To do: When you restate the entries that follow, keep every word exactly and drop the pictures.

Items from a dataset

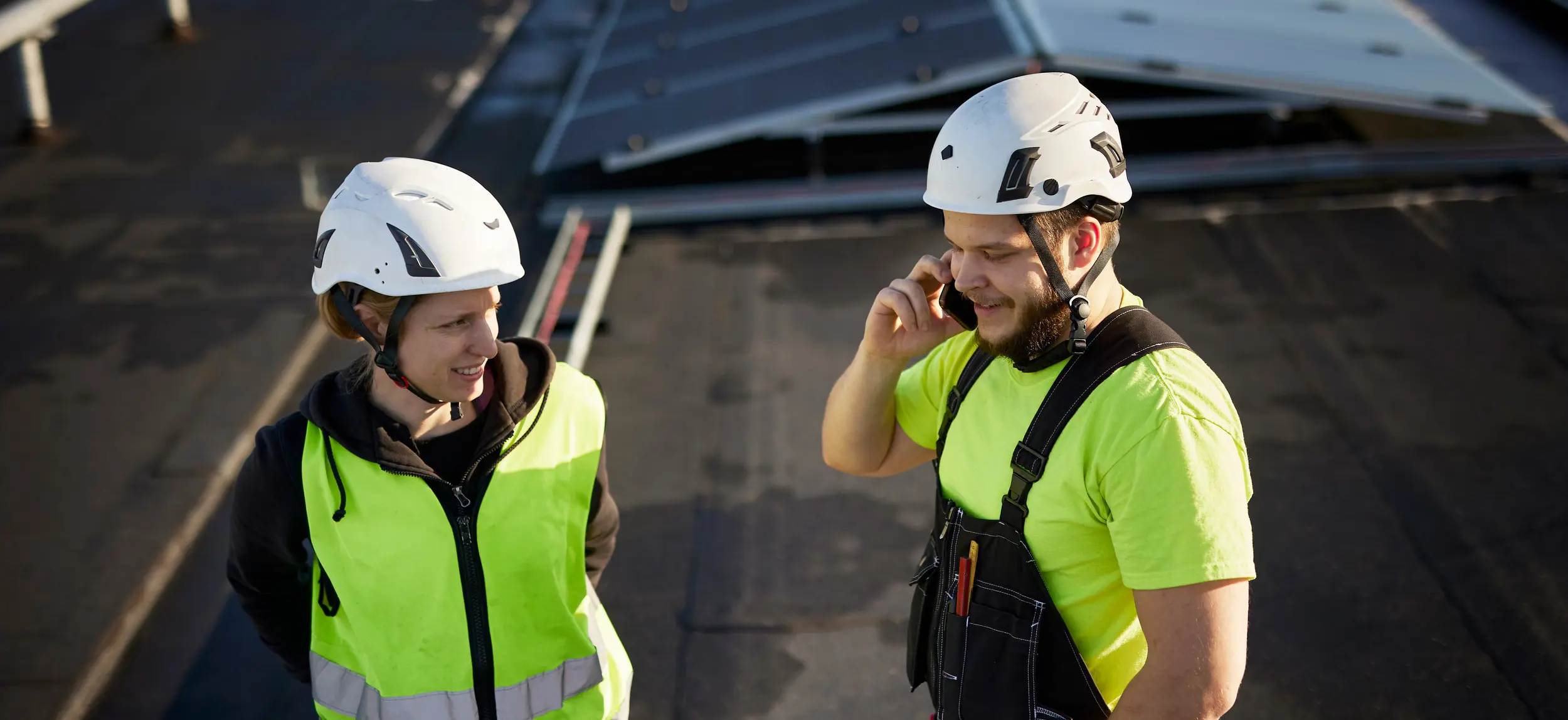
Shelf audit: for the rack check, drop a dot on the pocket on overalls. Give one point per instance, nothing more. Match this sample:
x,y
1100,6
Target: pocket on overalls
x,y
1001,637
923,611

Task output:
Shelf audit: for the rack check, drop a dot on the pocket on overalls. Give one point per instance, nothing more. Match this sample:
x,y
1100,6
Target: pocket on overalls
x,y
1001,637
923,611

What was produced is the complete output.